* _Stated task_
Rewrite everything from the line containing "Target = bird's head" down through the line containing "x=875 y=485", changing "Wanted" to "Requested" and keeping the rest the same. Leave the pictures out.

⟨

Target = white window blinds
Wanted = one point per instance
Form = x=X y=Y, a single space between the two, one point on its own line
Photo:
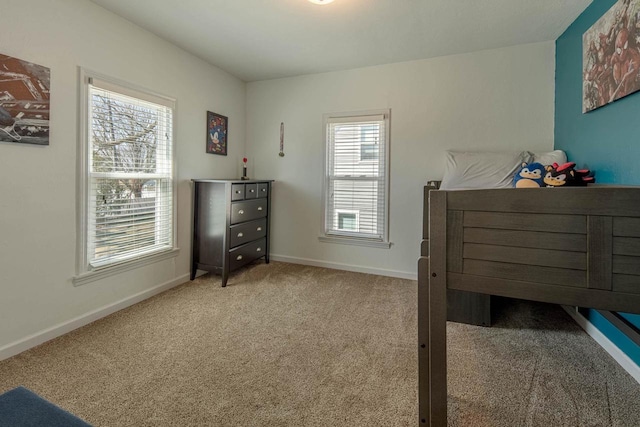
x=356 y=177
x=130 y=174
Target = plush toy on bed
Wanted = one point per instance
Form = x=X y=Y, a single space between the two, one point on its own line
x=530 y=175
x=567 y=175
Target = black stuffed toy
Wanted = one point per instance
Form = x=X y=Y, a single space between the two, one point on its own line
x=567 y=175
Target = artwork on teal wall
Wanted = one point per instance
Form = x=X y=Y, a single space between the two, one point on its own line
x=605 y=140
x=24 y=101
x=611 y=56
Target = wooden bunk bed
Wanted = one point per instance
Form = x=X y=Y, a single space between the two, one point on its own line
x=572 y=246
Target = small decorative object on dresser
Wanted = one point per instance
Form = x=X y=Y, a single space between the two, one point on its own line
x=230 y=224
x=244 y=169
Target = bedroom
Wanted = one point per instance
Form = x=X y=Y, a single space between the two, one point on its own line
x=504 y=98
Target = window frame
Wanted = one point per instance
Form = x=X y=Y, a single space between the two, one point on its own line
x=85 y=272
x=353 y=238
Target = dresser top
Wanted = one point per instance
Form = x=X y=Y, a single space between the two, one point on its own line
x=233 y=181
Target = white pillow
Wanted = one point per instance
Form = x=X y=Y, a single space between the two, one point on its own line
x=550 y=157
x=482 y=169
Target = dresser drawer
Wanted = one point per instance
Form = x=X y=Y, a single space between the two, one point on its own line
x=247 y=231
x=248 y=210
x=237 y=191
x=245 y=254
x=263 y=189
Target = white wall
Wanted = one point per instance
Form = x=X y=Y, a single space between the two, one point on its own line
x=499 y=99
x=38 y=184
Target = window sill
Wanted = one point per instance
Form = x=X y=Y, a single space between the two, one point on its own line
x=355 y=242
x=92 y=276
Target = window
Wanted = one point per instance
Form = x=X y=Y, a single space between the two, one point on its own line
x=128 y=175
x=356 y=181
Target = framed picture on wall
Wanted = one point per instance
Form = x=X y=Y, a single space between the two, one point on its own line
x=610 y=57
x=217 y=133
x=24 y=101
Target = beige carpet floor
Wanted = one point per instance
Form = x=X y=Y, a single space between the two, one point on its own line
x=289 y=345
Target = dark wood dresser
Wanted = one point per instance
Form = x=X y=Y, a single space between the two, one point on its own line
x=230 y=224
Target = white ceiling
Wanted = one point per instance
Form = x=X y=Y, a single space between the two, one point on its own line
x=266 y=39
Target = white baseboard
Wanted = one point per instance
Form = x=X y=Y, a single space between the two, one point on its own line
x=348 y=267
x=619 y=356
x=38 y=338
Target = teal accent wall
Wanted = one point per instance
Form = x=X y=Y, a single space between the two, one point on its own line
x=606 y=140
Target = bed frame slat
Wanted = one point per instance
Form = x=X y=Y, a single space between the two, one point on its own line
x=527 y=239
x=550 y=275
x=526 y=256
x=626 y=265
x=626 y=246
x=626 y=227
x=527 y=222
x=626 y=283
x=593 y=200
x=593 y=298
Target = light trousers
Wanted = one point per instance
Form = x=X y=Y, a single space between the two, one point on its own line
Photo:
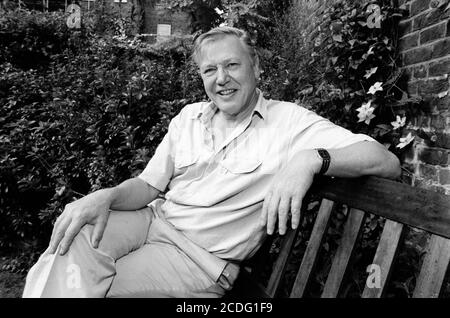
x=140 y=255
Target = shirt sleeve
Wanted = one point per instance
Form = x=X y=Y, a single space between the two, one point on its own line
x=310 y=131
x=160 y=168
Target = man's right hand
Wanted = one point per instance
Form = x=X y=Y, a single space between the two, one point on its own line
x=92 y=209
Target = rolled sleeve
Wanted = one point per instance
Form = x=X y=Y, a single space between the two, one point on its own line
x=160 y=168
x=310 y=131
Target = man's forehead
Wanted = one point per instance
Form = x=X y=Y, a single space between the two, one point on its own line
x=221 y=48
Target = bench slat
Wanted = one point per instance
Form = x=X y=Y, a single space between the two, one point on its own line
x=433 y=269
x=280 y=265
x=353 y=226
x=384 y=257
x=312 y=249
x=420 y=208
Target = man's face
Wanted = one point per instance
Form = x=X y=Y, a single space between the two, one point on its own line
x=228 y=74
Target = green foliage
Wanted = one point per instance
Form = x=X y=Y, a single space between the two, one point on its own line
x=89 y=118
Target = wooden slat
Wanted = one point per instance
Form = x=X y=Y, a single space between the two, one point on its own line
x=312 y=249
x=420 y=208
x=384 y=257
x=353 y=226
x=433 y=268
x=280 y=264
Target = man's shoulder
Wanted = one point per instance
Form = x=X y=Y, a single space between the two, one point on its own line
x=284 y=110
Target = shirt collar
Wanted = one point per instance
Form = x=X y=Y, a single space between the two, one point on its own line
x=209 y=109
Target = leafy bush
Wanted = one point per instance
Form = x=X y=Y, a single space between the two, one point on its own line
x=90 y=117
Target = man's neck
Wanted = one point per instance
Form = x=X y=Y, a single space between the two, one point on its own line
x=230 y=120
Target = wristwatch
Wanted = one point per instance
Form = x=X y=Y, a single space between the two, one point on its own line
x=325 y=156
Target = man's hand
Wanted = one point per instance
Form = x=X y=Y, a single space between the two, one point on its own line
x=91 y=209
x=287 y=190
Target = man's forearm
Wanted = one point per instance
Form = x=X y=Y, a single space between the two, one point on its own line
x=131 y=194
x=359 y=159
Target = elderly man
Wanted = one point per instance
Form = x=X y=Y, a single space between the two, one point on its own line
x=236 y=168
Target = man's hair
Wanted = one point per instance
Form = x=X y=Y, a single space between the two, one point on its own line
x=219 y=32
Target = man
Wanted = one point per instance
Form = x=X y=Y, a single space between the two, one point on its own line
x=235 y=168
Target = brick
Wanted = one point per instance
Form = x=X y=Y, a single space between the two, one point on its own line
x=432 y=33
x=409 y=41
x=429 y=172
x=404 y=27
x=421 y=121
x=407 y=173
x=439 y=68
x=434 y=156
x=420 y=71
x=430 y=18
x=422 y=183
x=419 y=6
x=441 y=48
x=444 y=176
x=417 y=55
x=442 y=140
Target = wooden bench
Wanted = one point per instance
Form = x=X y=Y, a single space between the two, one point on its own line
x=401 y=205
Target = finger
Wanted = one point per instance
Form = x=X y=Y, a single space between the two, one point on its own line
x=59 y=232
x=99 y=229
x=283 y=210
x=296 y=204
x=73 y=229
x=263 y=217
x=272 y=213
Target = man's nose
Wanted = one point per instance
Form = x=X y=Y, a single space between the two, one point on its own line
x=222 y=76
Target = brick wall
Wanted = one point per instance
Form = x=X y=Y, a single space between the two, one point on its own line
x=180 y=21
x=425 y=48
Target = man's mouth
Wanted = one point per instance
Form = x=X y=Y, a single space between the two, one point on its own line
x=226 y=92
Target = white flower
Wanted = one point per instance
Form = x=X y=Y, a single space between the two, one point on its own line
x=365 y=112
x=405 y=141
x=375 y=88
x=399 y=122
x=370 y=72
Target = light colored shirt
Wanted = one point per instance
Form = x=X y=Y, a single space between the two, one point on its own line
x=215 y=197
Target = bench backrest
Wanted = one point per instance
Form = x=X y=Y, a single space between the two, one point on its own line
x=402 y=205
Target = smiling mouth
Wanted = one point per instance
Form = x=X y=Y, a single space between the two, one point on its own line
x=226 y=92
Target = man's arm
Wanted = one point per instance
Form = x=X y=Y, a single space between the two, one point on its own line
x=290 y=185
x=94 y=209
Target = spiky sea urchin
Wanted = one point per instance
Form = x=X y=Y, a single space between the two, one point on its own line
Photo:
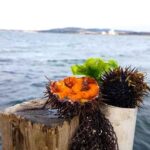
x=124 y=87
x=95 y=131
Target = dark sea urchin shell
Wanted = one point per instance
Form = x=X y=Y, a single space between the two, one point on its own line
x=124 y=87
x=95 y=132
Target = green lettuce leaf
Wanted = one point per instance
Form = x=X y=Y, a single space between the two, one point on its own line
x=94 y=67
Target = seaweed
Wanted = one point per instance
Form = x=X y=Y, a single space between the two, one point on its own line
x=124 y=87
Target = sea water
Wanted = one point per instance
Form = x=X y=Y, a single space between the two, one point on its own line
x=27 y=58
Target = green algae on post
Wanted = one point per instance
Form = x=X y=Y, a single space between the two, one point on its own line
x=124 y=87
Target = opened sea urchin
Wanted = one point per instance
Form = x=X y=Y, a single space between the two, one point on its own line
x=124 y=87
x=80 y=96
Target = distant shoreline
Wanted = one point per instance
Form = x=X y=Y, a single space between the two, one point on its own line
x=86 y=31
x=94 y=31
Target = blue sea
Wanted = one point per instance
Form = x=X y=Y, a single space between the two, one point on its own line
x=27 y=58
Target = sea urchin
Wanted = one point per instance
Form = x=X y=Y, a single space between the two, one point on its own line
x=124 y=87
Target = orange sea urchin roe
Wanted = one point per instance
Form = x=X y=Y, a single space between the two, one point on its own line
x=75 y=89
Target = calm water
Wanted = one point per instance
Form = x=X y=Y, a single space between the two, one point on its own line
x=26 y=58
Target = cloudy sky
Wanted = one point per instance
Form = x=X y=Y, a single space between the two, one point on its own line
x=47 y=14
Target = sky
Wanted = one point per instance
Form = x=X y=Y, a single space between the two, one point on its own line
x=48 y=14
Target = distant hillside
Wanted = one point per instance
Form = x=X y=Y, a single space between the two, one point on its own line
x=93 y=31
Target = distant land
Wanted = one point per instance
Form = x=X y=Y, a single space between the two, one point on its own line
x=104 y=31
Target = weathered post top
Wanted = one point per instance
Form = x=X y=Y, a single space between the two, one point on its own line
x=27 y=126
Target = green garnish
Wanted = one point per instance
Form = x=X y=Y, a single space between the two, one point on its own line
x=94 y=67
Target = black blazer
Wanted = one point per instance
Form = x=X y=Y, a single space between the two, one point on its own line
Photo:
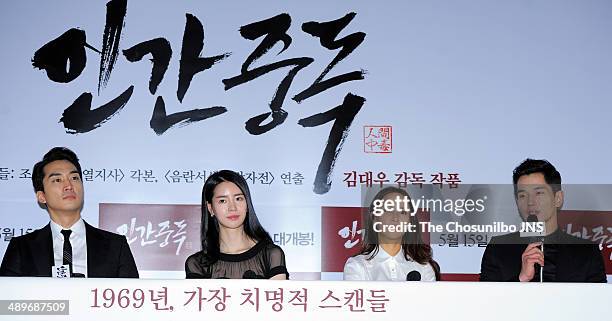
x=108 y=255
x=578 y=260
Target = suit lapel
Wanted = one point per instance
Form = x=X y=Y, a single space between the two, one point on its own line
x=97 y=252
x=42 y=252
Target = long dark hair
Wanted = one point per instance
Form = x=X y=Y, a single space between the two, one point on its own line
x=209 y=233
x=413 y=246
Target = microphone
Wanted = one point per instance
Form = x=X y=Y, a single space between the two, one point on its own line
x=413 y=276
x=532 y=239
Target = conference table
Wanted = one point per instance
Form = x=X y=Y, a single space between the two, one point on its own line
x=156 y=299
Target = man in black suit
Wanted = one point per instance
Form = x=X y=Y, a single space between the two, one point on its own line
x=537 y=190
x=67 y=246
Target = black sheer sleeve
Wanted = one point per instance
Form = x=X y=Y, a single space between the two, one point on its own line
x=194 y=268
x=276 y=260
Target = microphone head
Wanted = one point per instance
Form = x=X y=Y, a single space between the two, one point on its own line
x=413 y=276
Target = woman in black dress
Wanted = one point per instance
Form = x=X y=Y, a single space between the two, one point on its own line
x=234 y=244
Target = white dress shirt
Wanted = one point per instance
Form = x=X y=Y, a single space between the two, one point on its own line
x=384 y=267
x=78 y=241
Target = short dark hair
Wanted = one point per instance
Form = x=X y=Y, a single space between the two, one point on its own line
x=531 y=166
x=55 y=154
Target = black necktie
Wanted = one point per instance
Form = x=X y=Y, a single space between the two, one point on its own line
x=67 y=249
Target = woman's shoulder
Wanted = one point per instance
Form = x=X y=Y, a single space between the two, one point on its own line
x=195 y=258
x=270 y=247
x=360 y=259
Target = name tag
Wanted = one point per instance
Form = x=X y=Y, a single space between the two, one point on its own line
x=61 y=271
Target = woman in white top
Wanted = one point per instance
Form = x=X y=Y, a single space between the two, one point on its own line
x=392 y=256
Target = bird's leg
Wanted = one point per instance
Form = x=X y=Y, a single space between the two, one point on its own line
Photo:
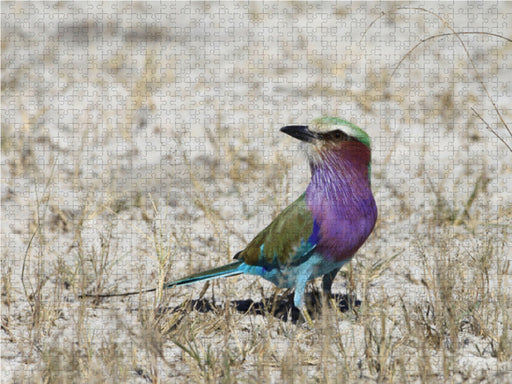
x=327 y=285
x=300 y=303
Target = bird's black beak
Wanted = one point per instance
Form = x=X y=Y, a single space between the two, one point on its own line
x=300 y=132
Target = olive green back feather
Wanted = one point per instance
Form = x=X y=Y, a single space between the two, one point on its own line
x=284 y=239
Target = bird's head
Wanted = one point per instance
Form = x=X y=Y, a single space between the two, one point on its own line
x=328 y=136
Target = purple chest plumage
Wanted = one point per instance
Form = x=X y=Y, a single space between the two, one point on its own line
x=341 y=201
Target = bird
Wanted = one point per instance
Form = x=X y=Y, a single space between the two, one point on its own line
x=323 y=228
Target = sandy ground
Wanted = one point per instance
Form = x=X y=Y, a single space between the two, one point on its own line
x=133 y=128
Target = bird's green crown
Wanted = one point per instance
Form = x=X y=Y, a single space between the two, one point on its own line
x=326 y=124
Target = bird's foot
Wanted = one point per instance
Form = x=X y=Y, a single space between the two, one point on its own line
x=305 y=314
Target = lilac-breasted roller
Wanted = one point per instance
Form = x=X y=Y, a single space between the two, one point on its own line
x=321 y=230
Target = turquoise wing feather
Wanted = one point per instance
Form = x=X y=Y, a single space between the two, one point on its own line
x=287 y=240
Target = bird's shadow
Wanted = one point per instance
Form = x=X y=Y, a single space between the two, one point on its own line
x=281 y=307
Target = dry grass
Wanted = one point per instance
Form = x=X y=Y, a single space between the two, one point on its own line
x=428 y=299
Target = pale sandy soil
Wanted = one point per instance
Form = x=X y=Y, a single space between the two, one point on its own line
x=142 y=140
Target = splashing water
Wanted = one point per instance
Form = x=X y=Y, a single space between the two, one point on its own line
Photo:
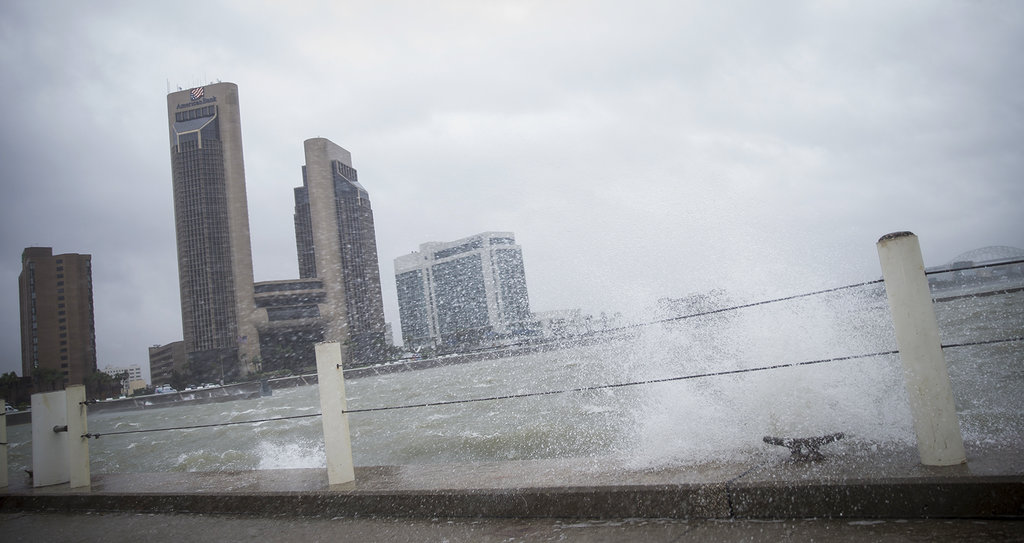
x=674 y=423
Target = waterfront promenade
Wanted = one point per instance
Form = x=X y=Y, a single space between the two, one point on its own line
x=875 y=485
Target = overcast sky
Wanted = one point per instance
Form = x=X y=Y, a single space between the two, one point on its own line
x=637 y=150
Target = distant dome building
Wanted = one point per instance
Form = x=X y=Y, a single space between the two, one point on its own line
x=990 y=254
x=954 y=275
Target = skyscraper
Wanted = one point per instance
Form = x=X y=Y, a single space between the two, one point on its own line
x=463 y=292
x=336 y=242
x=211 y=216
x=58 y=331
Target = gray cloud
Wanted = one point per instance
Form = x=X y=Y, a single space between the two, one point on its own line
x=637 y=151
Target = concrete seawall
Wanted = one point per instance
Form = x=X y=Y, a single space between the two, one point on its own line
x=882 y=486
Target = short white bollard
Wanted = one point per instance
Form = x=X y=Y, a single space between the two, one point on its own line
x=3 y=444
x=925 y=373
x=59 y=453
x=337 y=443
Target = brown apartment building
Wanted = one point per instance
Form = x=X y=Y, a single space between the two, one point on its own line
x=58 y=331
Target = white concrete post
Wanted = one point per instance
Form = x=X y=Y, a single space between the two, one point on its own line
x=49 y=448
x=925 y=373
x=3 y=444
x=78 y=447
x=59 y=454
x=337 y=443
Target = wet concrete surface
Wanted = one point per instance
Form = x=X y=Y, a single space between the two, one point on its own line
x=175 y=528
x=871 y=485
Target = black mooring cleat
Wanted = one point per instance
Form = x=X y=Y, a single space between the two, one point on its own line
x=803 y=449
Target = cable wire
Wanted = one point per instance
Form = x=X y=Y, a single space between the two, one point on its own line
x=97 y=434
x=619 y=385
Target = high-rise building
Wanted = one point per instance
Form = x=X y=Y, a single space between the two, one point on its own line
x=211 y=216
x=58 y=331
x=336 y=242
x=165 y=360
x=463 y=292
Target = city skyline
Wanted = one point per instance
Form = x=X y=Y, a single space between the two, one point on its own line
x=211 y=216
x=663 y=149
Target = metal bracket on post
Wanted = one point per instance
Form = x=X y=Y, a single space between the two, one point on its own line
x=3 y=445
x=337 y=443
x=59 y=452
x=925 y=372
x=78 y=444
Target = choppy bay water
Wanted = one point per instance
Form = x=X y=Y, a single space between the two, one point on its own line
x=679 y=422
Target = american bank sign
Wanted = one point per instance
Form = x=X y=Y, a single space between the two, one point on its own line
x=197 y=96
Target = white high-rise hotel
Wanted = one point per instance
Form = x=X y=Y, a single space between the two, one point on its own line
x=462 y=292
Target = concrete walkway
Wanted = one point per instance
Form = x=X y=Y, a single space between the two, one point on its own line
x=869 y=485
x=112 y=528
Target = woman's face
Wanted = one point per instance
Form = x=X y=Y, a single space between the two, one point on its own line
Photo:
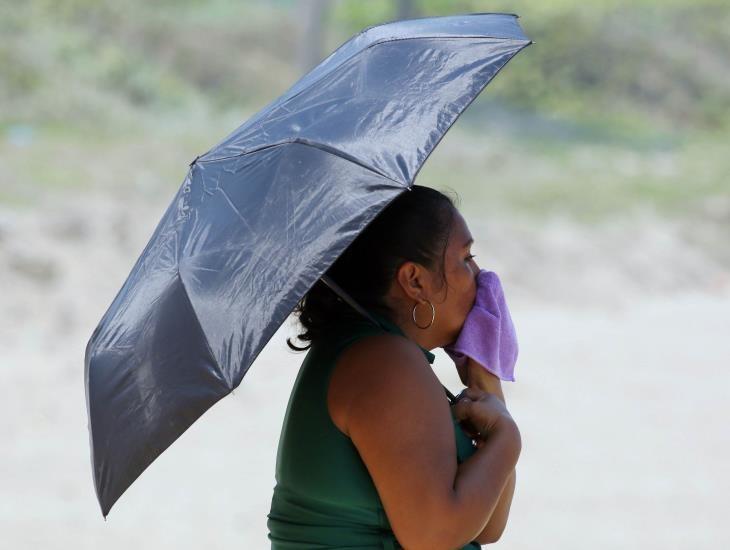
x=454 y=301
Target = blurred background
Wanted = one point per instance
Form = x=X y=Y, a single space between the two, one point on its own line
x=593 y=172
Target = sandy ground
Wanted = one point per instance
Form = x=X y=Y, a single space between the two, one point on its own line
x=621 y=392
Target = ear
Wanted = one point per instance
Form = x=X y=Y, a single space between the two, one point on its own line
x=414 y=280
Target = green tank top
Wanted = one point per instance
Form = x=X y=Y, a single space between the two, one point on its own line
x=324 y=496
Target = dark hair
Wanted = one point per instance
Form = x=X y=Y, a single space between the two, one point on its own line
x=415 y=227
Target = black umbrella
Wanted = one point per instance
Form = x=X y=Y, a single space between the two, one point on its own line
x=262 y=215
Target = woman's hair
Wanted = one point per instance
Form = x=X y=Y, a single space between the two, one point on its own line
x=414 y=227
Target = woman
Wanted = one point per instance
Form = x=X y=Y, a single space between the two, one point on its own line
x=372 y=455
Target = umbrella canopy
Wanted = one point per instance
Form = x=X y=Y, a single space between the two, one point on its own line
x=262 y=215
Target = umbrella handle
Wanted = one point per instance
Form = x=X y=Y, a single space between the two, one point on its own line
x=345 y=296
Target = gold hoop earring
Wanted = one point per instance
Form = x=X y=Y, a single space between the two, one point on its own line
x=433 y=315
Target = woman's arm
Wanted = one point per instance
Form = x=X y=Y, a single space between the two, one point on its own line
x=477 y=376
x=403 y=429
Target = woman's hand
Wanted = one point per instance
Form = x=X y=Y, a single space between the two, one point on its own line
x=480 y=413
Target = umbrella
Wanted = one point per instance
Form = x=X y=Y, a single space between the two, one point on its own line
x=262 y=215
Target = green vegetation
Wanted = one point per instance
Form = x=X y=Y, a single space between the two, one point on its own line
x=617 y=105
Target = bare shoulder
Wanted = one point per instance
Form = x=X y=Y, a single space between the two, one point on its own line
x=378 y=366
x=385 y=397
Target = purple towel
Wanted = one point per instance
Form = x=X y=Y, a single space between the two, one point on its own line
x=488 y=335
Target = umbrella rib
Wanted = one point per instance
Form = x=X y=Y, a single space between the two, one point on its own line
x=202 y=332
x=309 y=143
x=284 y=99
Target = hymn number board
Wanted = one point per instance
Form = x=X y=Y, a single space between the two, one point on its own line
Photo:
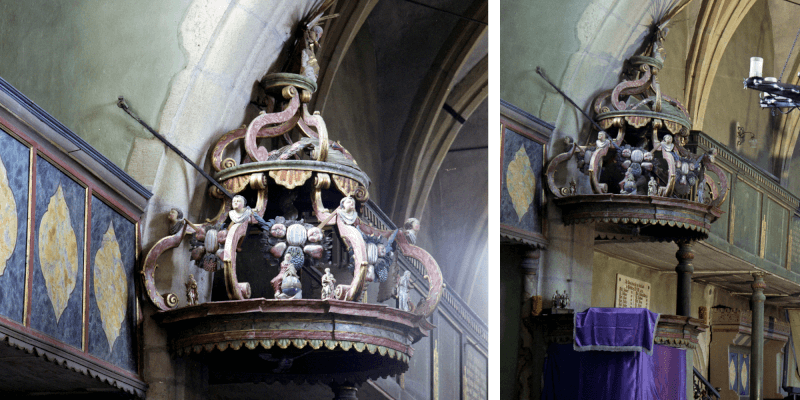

⟩

* _Written response_
Target = bird's head
Requested = one point per instance
Form = x=X y=Y, a single space between the two, one point on its own line
x=328 y=136
Target = purple chest plumage
Requested = one point per instance
Form = x=X y=Y, a single space between the two, one point on its own line
x=341 y=201
Target = bird
Requested = one point per instance
Form = x=X y=Y, a single space between the two, one point on its own line
x=323 y=228
Target = sandy ground
Requested = one point per instance
Form = x=X y=Y, a single space between the two, one point on its own line
x=133 y=128
Target = bird's green crown
Requested = one point per instance
Form = x=X y=Y, a single space between the two, one point on its own line
x=326 y=124
Target = bird's foot
Requested = one point per instance
Form = x=X y=Y, a single space between the two, one point on its own line
x=305 y=314
Target = lilac-breasted roller
Requested = one point per instance
Form = x=X y=Y, a single space between the two, one point on its own line
x=321 y=230
Target = turquoise wing feather
Requested = one point per instance
Form = x=X y=Y, a single space between the two, one point on its own line
x=287 y=240
Target = bird's shadow
Requested = one point per instance
Form = x=X y=Y, a single space between the two, one point on its own line
x=281 y=307
Target = dry grass
Requested = one point per instance
Form = x=X y=Y, a single space between the two, one point on its own line
x=428 y=299
Target = pale sandy soil
Requested = one point per instance
Form = x=X y=Y, a single space between the two, one point on its own line
x=142 y=140
Target = splashing water
Requested = one point per instance
Form = x=X y=Y, a single space between the two, one point on its own line
Photo:
x=674 y=423
Target = waterfront promenade
Requested = one point per instance
Form = x=X y=Y, a single space between the two, one point on its own line
x=875 y=485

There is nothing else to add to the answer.